== PASSAGE SHOWN ==
Supabase / PostgREST Row-Level-Security playbook — pull the anon (or leaked service_role) key out of the frontend JS, map tables from the auto-generated OpenAPI spec, test anonymous RLS READ disclosures (PII/secret leaks), and anonymous RLS WRITE abuse (insert/update/delete — e.g. forging "certificate"/verification/entitlement rows the app trusts). Use when the target's frontend talks to *.supabase.co, ships an anon JWT, or you see /rest/v1/, /auth/v1/, /storage/v1/ requests.

== DATASET ENTRIES ==
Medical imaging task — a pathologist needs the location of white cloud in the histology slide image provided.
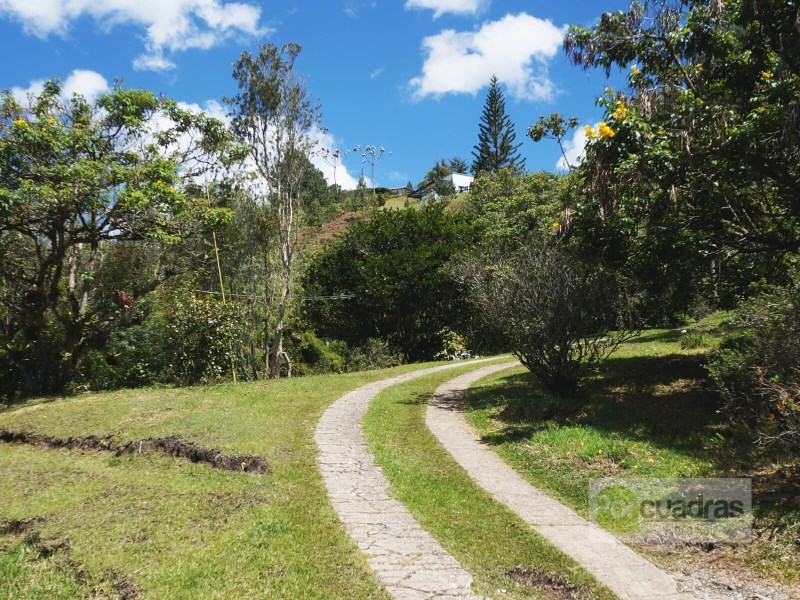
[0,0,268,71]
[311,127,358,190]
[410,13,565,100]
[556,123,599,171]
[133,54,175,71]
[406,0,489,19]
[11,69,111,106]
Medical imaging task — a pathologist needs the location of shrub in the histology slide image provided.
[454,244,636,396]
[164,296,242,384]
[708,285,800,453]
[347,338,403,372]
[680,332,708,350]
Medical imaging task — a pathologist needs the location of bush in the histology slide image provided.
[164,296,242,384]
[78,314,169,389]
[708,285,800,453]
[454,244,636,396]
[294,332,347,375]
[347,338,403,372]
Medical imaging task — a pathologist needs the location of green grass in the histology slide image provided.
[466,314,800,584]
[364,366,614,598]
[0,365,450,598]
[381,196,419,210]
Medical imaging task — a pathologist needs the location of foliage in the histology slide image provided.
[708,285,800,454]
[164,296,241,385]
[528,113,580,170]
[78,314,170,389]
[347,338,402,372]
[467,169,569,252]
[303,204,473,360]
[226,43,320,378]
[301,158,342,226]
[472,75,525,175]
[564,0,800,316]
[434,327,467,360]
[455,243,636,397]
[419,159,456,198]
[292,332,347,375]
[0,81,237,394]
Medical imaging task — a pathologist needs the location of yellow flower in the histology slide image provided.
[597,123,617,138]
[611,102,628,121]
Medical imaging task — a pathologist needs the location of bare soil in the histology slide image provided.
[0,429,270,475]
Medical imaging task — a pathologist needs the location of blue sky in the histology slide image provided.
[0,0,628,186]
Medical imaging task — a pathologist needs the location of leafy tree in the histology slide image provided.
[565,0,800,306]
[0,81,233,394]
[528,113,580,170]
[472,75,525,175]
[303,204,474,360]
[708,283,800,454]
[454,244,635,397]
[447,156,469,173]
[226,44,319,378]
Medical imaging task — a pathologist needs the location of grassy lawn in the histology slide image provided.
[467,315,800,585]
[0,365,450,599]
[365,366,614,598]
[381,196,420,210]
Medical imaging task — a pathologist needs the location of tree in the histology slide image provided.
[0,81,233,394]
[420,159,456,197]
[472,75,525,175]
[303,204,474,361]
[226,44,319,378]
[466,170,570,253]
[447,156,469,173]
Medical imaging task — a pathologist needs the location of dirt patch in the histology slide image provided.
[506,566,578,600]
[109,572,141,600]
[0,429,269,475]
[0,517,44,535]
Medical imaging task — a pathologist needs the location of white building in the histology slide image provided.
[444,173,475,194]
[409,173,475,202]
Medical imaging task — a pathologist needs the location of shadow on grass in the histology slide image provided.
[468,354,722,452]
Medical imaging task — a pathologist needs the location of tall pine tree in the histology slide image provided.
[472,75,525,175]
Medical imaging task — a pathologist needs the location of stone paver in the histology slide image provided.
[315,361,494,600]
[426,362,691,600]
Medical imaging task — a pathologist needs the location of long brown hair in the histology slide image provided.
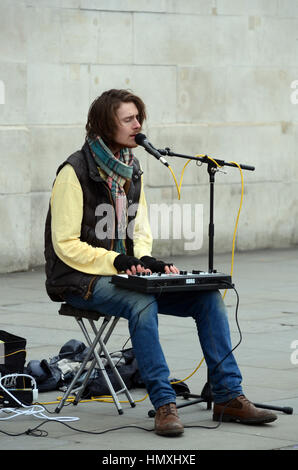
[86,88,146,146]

== PROBLEM A ==
Rewrite part of the Supabase playbook, replacing "frontend" with "client-side". Begin at the words "Supabase / PostgREST" and stop after "see /rest/v1/, /auth/v1/, /storage/v1/ requests.".
== PROBLEM B ==
According to the Supabase playbook, what source is used to map the tables?
The data plays no part in the work on the Supabase playbook.

== RESULT A ==
Supabase / PostgREST Row-Level-Security playbook — pull the anon (or leaked service_role) key out of the client-side JS, map tables from the auto-generated OpenAPI spec, test anonymous RLS READ disclosures (PII/secret leaks), and anonymous RLS WRITE abuse (insert/update/delete — e.g. forging "certificate"/verification/entitlement rows the app trusts). Use when the target's client-side talks to *.supabase.co, ships an anon JWT, or you see /rest/v1/, /auth/v1/, /storage/v1/ requests.

== RESULT B ==
The auto-generated OpenAPI spec.